▶ SOURCE DATA:
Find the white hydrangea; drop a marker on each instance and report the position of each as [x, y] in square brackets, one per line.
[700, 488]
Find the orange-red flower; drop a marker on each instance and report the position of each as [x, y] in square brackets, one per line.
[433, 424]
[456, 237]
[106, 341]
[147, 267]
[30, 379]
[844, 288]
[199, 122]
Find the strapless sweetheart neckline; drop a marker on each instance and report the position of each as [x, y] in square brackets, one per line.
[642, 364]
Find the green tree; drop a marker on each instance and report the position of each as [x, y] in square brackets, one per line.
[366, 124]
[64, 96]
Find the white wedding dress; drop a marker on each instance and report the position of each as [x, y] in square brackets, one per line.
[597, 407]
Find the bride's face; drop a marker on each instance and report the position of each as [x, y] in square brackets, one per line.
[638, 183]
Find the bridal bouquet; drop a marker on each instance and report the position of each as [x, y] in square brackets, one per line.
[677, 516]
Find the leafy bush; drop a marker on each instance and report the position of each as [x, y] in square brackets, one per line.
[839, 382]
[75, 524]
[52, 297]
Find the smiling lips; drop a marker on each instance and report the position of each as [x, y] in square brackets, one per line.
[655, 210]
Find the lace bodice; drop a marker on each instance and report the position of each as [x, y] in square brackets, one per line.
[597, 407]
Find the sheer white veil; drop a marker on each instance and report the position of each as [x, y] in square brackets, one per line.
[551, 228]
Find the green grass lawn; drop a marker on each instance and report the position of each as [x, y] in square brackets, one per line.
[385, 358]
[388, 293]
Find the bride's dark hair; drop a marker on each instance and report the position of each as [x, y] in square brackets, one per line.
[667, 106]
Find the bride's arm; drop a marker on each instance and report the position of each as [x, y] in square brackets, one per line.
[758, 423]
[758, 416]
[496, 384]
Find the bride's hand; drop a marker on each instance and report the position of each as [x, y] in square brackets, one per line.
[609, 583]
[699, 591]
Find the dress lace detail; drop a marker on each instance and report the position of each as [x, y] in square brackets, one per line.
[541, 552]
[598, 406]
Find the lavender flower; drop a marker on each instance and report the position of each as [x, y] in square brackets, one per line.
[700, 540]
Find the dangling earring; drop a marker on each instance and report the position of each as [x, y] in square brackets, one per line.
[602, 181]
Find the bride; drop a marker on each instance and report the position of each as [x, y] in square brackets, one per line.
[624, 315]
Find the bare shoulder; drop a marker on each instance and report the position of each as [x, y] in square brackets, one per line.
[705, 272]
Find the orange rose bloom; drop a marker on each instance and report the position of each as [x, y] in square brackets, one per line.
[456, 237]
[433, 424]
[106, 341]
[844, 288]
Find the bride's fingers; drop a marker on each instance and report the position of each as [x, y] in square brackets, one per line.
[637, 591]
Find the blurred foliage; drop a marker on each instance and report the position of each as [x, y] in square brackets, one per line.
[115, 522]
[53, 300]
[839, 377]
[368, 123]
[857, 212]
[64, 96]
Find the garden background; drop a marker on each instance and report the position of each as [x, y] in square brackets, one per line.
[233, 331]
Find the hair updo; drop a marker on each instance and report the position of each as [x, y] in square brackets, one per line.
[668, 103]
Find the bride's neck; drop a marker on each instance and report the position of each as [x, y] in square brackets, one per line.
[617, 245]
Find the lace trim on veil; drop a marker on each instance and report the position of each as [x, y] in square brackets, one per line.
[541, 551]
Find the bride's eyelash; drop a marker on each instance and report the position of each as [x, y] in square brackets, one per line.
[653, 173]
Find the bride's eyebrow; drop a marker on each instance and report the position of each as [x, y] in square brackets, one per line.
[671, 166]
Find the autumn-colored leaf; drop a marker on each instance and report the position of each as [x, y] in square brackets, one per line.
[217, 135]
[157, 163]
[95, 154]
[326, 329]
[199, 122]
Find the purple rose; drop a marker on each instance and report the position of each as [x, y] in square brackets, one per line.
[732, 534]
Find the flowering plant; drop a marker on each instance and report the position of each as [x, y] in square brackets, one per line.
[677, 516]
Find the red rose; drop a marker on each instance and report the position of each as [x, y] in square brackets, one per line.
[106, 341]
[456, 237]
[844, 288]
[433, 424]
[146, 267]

▶ TASK TO CARRY OUT:
Set the entries above down again, each one exactly as written.

▶ EXERCISE RESULT:
Find the white hydrangea; drop a marker on each instance and report the position of each as [x, y] in square brackets, one per line.
[700, 488]
Find the orange-red flower; drop a marker on each instance and report the position of each as [x, y] in square brackets, one per line.
[433, 424]
[456, 237]
[106, 341]
[147, 267]
[30, 379]
[844, 288]
[199, 122]
Find the strapless sweetheart neckline; drop a marker on each instance and report the position of each as [x, y] in square brackets, one per line.
[642, 364]
Find the green tree; drop a marker on each instance and report the position of each as [x, y] in square brackets, one per line.
[366, 124]
[64, 96]
Find the white wedding dress; drop a marker on each instance and report the position of each as [x, y] in square brackets, one per line.
[597, 407]
Find the bride's face; drop a marker on each instance and report the position of each as [x, y] in square brackets, one per line.
[638, 183]
Find the bridal bouquet; drop a marker on each instance and report the position of each as [x, y] in square brackets, one per line.
[677, 516]
Find the leafy bush; drop a marker on each instance and report the position of each as [x, y] in square brackets, one per line.
[839, 382]
[75, 524]
[52, 297]
Find the smiling lips; drop a marker on each instance and report the position of each as [x, y] in square brackets, one per line.
[655, 210]
Find the lace bodice; drop a marker on each instance and report the position of each as [x, y] in square brackets, one per line.
[597, 407]
Find the sheer white veil; drop a marker on each instance and report the position of each as [x, y] in square brackets, one per line.
[551, 228]
Find the green grass lawn; drop a marker on each instance and report the position of each as [x, y] in square brackets, one per line.
[385, 358]
[388, 293]
Find the bride's dark hair; drop a marker on each instance and report the position of each as [x, y] in square brackets, one per line.
[667, 106]
Find the bride's arm; drop a marker on each instance and report the position of each as [x, y] in square brackets, one per line.
[758, 423]
[758, 416]
[496, 384]
Find the bride's hand; drop a marker on each instance and report the position of each as [x, y] in square brackets, one per line.
[609, 583]
[699, 591]
Find the dress lace detail; drop a marker on each instance and report the position of each as [x, y] in square brackets, one per line.
[541, 552]
[598, 406]
Find the lavender flower; drop a marker on each instance and report the position of each as [x, y] in square brackets, one per line.
[700, 540]
Find the dangling earring; drop a marker on each instance and report the position of each as [x, y] in square brackets, one per line.
[602, 181]
Find the bride; drop a marker on each instance and report the position of each as [x, y] in square brackets, one per line.
[624, 315]
Find the bare shoulder; drop a marker on each instance and report the position of each as [x, y] in square brackets, one per line.
[705, 272]
Find the orange rose bloom; drop a marker on each instance and report the position of each as [x, y] in square brackets, one per line.
[456, 237]
[433, 424]
[106, 341]
[844, 288]
Find the bride's fingers; drop a marker on each instance and report the position of each as [x, y] in square brackets, one per line.
[637, 591]
Find the blurred foliage; drop a marker on each instance and report the position of each as [x, y] in square brackets, one per line.
[115, 522]
[53, 300]
[839, 377]
[368, 123]
[857, 212]
[64, 96]
Find the garden background; drop a marker on each instance and report the position of each as [x, y] in square brackets, one per line.
[233, 331]
Find the hair updo; drop a marker on each instance and report the position of each as [x, y] in square brackets, one per line.
[668, 103]
Find the bride's neck; drop a marker on each instance and report the position of each as [x, y] in square brackets, one per line.
[617, 245]
Find the lace trim on veil; drop a marker on each instance and report the position of each as [x, y] in square brackets, one per line.
[541, 551]
Find the bride's eyelash; drop a marker on each instance and report the position of each as [x, y] in square brackets, one per line.
[653, 173]
Find the bride's eyebrow; drop a marker on each instance and report the position of each as [x, y] in square brackets, one per line.
[671, 166]
Find the autumn-colored leaf; drop a marker on each instance and report the position of each as [x, y] in square brackets, one per line.
[217, 135]
[157, 163]
[95, 154]
[326, 329]
[199, 122]
Find the purple rose; drop a marker on each instance and report the position of each as [x, y] in square brackets, one per line.
[732, 534]
Find the flowering plant; drop a marker on each instance and report the position of each as [x, y] in square brackets, one per line.
[677, 516]
Find the red rose; drop a marker on each instance and report the position of each as [x, y] in square brackets, one per line.
[106, 341]
[456, 237]
[844, 288]
[433, 424]
[146, 267]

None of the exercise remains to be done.